Task directions
What is needed is an exact transcription of every entry below, with the pictures left out.
*** Opening Data records ***
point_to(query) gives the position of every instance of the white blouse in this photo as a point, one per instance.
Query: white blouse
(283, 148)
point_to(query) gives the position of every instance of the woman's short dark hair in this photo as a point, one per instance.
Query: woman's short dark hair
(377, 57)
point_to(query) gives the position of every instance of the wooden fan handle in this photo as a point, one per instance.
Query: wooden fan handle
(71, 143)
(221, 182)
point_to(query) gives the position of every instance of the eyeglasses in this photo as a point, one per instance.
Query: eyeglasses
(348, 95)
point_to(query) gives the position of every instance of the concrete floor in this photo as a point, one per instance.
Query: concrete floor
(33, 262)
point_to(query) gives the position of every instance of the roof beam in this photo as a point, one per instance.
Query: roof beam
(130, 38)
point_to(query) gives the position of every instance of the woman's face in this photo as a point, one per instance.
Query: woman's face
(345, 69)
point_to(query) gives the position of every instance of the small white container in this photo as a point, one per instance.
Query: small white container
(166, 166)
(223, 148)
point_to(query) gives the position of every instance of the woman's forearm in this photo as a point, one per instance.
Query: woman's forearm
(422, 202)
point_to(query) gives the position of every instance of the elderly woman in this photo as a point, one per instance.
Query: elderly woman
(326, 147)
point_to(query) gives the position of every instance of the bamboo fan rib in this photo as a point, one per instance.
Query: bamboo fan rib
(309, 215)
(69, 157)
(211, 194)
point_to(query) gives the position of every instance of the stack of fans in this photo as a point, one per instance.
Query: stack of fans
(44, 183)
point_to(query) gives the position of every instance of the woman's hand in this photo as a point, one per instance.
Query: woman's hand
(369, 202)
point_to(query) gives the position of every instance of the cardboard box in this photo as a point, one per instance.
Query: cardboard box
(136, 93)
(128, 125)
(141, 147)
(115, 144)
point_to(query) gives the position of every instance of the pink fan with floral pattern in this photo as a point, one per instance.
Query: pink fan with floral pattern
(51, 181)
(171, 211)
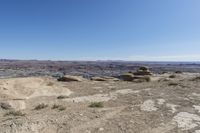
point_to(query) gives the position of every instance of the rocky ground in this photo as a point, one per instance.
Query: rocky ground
(169, 103)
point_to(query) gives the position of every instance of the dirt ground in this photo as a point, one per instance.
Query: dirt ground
(164, 105)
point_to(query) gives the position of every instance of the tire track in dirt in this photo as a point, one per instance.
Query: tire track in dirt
(97, 122)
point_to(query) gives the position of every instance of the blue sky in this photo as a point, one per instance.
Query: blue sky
(145, 30)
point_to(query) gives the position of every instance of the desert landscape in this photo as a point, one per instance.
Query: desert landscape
(137, 100)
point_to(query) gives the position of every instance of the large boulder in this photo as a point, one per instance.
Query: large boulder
(69, 78)
(127, 77)
(104, 78)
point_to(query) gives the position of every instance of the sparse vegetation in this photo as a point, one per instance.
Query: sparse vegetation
(50, 84)
(62, 97)
(59, 107)
(96, 105)
(172, 76)
(62, 108)
(15, 113)
(196, 78)
(173, 84)
(178, 72)
(41, 106)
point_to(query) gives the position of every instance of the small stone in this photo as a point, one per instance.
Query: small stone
(101, 129)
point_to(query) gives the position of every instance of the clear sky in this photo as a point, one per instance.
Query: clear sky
(156, 30)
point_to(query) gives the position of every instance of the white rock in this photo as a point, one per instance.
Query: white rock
(186, 121)
(149, 106)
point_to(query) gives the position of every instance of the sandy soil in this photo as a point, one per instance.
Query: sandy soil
(163, 105)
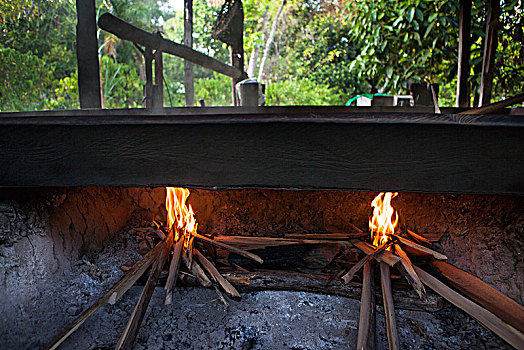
*** Closing Data records ***
Written answer
point_to(query) gives the position of every instance of the white blouse in this photo as a point, one per instance.
Query: white blouse
(283, 148)
point_to(query) gives the position of every instance of the woman's short dark hair in this photo as a point, one per instance.
Query: woman's short dark hair
(377, 57)
point_to(query) gives the position of every instance of the wooden fan handle in this photo as a point, one per instance.
Query: wooden fan handle
(71, 143)
(221, 182)
point_to(query) gives the position of every instance of the eyeglasses in this photo as a point, one per instance.
Query: eyeglasses
(348, 95)
point_to(query) gives the position of every instance of the concrete floor in this photo as a point, one per instance.
Query: concrete floor
(33, 262)
point_to(query) gives the position of every instance of the roof beam in this photo as a point, one per instance.
Query: roof beam
(130, 38)
point_to(query) gives the position of every instance of the woman's face in this photo as a point, one per instance.
Query: woman's face
(345, 69)
point_to(query) gives the position of every instance of the small white container in this photo as a point, one per instance.
Query: small white container
(166, 166)
(223, 148)
point_to(query) gives the position of every instance of the woman's forearm in this photo as a point, one per instance.
Query: woman's forearm
(422, 202)
point_to(query) gives the position of every instance of the elderly woman in this photo as a point, one per instance.
Query: elderly woman
(326, 147)
point_to(query) gives the position of every instance of the bamboo fan rib in this photo as a point, one per instance.
Query: bamboo fan rib
(309, 215)
(69, 157)
(211, 194)
point_to(query) gives the position of every instance of the stack of fans in this photo as a point, one per instance.
Query: stack of fans
(44, 183)
point_to(query) gives the position of every instance of the woman's hand in this photo as a point, one per instance.
Query: woman's hand
(369, 202)
point_to(query) gives the position of every instance of the cardboard box in this photo as a point, one per instance.
Query: cardboard box
(136, 93)
(128, 125)
(141, 147)
(115, 144)
point_to(query) gives the position of every instance of the pink fan with floral pattern in this photo as a point, one per instance.
Query: pink fan with floral pattern
(51, 181)
(171, 211)
point_to(query) gives the position of every instance of the rocky ground in this photo as a point, one per instance.
Query: rocky ground
(169, 103)
point_to(query) gives the position of every instance of the dirt ground in this photo as a point, one per instance.
Query: dirt ground
(164, 105)
point_to(query) gives the position of every instance of the tire track in dirt in this photo as a point, one per instance.
Query: tire track in dirt
(97, 122)
point_to(query) gives the position of every instance of the blue sky in this photo as a point, one per instance.
Query: blue sky
(145, 30)
point_to(query) gives the position of every instance of the desert landscape in this photo as a point, one per instance.
Query: desert landscape
(137, 100)
point_to(query) gives the position of every instance of the large boulder in this photo as a point, one per instance.
Query: large boulder
(69, 78)
(127, 77)
(104, 78)
point_to(query) gives the position of every instance of the sparse vegetation in this photo as a point, one per instance.
Query: sparse vegetation
(50, 84)
(62, 97)
(59, 107)
(96, 105)
(172, 76)
(62, 108)
(15, 113)
(196, 78)
(173, 84)
(178, 72)
(41, 106)
point_to(query) gives the position of every instance of the small stone in this photo as a point, one per instance.
Query: small stone
(101, 129)
point_to(query) gives the position of every instance of the clear sky in this photo as a point, one per instance.
Query: clear sky
(156, 30)
point_to(query) gives the position of every instance of the white rock in this photo as a point, one per instance.
Query: white rock
(186, 121)
(149, 106)
point_to(query) gives the position of every instance of the sandy soil in this photo as a point, one per instance.
Query: sandy soil
(163, 105)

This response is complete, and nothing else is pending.